**Défi**
Mettez à l'échelle la partie qui s'ouvre au début des items et se ferme sur la ligne contenant "pixel 336 461", ces deux bornes comprises. Reproduisez ces seules lignes, consignes incluses, en multipliant par 1,9 les coordonnées x et y des réponses et en arrondissant à l'entier (demis vers le haut), sans reprendre les images.
◆ ◆ ◆ ◆ ◆ ◆ ◆
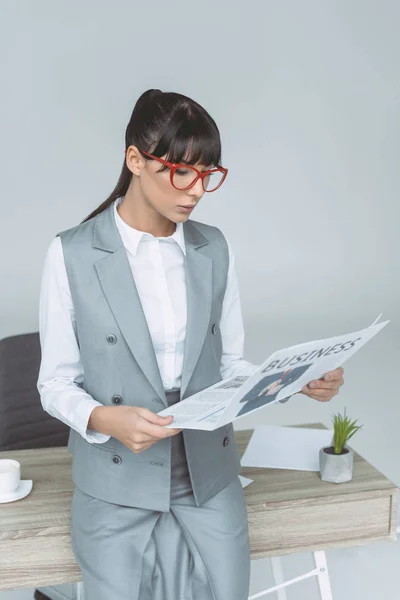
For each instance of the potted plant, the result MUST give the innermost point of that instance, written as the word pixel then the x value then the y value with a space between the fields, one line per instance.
pixel 336 461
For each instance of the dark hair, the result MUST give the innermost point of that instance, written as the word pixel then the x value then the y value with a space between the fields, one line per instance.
pixel 172 124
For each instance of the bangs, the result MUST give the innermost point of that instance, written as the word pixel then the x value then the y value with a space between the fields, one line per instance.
pixel 190 137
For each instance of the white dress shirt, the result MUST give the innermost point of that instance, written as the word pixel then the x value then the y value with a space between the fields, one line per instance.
pixel 157 265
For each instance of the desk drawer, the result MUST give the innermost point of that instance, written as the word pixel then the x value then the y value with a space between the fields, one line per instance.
pixel 278 530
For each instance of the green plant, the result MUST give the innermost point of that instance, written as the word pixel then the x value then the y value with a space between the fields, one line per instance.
pixel 343 430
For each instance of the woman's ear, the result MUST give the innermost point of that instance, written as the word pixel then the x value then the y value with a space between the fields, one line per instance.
pixel 134 160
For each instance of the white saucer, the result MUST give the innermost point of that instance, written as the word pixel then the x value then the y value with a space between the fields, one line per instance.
pixel 24 488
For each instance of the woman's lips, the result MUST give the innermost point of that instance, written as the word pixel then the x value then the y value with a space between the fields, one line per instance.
pixel 185 208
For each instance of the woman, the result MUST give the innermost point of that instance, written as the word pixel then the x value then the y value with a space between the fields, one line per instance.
pixel 139 308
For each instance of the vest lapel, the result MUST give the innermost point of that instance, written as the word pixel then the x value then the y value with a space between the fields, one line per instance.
pixel 119 287
pixel 198 273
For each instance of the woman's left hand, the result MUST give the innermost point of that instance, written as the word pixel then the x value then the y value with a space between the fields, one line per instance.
pixel 325 388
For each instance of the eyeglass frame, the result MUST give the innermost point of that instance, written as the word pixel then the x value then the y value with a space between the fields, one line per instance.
pixel 200 175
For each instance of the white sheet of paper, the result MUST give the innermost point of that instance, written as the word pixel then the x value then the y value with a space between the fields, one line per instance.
pixel 279 447
pixel 245 481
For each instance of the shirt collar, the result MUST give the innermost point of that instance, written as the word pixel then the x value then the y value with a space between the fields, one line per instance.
pixel 132 237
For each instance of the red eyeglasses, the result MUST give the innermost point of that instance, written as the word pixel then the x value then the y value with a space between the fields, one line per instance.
pixel 183 177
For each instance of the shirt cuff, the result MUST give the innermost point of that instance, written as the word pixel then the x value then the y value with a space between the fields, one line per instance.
pixel 82 415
◆ ◆ ◆ ◆ ◆ ◆ ◆
**Résultat obtenu**
For each instance of the potted plant, the result MUST give the innermost point of that instance, written as the word pixel then the x value then the y value with a space between the fields, one line per instance.
pixel 638 876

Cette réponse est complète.